このとき、校長は、フォレストのIQが75点だから、入学させられないと言った、と私は記憶している。アメリカで、こんなことで、入学を拒否できるのか、拒否された子どもは、どこに行けば良いのか、と思ってしまった。
IQは、知能テストの成績を、100点が平均で、15点が標準偏差になるように、調整した、知能指数である。アメリカの精神医学会では、伝統的に、IQが70を知的能力障害か否かの境としてきた。
しかし、2013年発行の最新の診断マニュアルDMS-5は、IQがあくまで参考値で、生活や社会での行動能力で、診断すべきであるとする。すなわち、平均から大きく離れたIQの値は、信頼できないということである。診断基準となる能力は、ひとりで食事できるか、ひとりで排泄できるか、ひとりで公共交通機関が利用できるか、ひとりで買い物ができるか、などである。

- _課題_:
**A)** 本文の「このとき、校長は、フォレスト」から「い物ができるか、などである。」までを、「校長」を「教頭」に改めて書き直せ。
**B)** 本文をもとに次の問いに答えよ。
(i) 校長はフォレストのIQを何点だと言ったと、筆者は記憶しているか。
(ii) IQは、平均が何点になるように調整されているか。
(iii) アメリカの精神医学会が伝統的に知的能力障害か否かの境としてきたIQの値はいくつか。

- _提供データ_:
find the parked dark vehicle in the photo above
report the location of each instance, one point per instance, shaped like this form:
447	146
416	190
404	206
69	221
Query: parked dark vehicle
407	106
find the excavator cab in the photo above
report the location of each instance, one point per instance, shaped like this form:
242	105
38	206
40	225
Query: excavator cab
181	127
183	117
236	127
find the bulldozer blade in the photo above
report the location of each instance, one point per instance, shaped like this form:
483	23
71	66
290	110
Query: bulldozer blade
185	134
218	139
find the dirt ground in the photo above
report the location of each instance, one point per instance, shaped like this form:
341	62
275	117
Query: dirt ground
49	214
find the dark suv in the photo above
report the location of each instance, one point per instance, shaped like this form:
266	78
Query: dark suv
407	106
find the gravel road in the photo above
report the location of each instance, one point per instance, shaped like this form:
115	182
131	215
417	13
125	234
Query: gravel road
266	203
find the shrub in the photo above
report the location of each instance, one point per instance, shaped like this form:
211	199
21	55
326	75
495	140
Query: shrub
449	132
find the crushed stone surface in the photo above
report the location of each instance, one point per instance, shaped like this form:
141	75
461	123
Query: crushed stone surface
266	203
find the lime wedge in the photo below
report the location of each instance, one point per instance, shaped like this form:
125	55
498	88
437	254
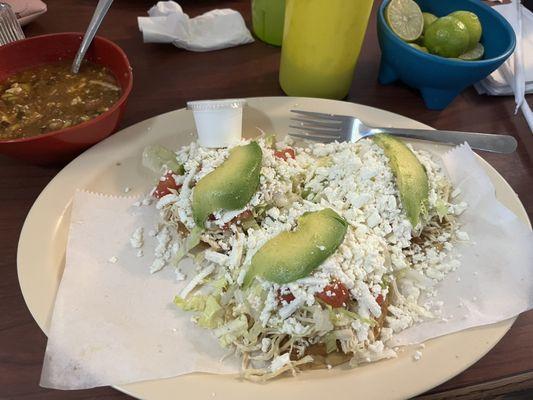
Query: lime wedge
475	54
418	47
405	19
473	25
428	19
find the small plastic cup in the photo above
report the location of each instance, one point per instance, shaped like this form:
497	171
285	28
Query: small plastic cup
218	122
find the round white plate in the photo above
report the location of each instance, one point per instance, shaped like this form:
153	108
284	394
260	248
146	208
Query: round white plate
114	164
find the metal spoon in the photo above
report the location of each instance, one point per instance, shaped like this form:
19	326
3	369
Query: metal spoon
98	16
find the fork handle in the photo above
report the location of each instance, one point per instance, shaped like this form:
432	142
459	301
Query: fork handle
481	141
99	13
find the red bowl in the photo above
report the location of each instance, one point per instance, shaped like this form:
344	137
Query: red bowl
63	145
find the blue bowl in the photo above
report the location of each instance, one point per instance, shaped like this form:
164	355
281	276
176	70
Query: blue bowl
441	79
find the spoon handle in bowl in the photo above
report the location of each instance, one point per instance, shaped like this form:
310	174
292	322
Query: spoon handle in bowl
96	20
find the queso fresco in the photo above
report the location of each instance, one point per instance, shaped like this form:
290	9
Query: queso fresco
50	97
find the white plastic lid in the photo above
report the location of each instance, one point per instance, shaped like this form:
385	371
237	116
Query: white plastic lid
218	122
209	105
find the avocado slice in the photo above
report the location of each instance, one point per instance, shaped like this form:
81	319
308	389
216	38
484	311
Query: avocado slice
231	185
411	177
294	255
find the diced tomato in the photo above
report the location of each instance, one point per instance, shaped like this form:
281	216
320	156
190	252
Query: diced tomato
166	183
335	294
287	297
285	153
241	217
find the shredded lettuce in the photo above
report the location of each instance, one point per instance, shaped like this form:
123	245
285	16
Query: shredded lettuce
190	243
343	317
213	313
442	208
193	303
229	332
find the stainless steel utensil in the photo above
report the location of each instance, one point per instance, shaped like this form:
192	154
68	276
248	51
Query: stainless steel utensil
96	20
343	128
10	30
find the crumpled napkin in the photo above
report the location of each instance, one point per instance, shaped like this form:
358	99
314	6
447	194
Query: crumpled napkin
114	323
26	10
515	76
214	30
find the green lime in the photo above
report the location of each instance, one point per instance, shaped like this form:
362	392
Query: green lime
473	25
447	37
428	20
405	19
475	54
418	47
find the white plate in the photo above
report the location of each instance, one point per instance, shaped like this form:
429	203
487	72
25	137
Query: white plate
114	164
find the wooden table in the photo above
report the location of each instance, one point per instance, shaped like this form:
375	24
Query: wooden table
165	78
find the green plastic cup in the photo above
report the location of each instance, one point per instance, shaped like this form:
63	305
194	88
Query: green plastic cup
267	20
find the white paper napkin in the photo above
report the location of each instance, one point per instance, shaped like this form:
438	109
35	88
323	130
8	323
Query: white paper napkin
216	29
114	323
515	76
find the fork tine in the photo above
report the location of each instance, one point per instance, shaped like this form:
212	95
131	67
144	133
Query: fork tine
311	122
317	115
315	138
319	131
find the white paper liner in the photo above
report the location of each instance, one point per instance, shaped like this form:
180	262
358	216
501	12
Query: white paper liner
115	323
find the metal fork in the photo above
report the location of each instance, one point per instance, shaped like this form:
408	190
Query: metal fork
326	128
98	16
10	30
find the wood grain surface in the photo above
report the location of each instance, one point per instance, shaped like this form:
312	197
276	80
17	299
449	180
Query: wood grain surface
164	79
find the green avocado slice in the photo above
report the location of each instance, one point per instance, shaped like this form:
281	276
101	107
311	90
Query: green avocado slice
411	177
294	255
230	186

- _解答例_:
**A)**
このとき、教頭は、フォレストのIQが75点だから、入学させられないと言った、と私は記憶している。アメリカで、こんなことで、入学を拒否できるのか、拒否された子どもは、どこに行けば良いのか、と思ってしまった。
IQは、知能テストの成績を、100点が平均で、15点が標準偏差になるように、調整した、知能指数である。アメリカの精神医学会では、伝統的に、IQが70を知的能力障害か否かの境としてきた。
しかし、2013年発行の最新の診断マニュアルDMS-5は、IQがあくまで参考値で、生活や社会での行動能力で、診断すべきであるとする。すなわち、平均から大きく離れたIQの値は、信頼できないということである。診断基準となる能力は、ひとりで食事できるか、ひとりで排泄できるか、ひとりで公共交通機関が利用できるか、ひとりで買い物ができるか、などである。

**B)**
(i) 75点
(ii) 100点
(iii) 70